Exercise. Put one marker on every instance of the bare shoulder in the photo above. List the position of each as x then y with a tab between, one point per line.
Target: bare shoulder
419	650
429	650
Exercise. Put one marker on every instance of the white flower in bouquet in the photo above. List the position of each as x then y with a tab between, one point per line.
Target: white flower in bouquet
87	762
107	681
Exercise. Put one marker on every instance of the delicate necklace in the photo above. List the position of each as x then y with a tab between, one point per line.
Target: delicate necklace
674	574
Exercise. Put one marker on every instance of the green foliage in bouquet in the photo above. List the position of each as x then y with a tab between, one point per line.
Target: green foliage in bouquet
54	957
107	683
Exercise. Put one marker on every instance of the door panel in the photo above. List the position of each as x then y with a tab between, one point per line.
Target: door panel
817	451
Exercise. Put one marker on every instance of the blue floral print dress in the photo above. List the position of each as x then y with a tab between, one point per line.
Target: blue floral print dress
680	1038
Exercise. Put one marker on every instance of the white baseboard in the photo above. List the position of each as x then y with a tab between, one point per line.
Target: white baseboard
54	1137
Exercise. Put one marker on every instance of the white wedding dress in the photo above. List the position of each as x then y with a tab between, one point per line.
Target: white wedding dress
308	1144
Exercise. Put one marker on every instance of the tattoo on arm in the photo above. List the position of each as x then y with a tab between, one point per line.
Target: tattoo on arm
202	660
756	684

## Exercise instructions
Please repeat the listing above in full and exactly.

## Output of the task
Exercise. Put one marker on every instance of the bare shoulder in the photo above. List the position of each as x then y with a tab between, one point per line.
Target: bare shoulder
419	650
429	650
Exercise. Put one marker on every instance of the white flower in bouquet in the photo above. List the position of each as x then y with a tab between, one point per line.
Target: white flower in bouquet
87	762
107	681
Exercise. Put one marker on every instance of the delicate necklace in the photo above. List the position of each as x then y with a tab between, one point per line.
Target: delicate necklace
674	574
Exercise. Put one marker on every instance of the green foliage in bouquet in the photo above. List the position of each as x then y with a tab between, one point per line.
Target: green foliage in bouquet
54	957
107	683
Exercise. Put one marker on every instance of the door panel in the photo above. List the position of each as x then y with a tab between, one point per line.
Target: door panel
817	451
Exercise. Put one marker on every instance of the blue floral print dress in the photo above. List the position of each as x then y with a tab between, one point per line.
Target: blue floral print dress
680	1038
Exercise. Put one marker on every instance of the white baseboard in the photo above. List the position of each as x then y with a tab between, one point per line.
Target: white baseboard
54	1137
Exercise. Put one marker on every instance of the white wedding dress in the photo above. List the position of each as x then y with a tab between, one point per line.
Target: white wedding dress
308	1144
Exercise. Put one marker on every instance of the tattoo on arm in the photo above. List the position of each as x then y with a tab between, one point per line.
Target: tattoo on arm
202	660
756	684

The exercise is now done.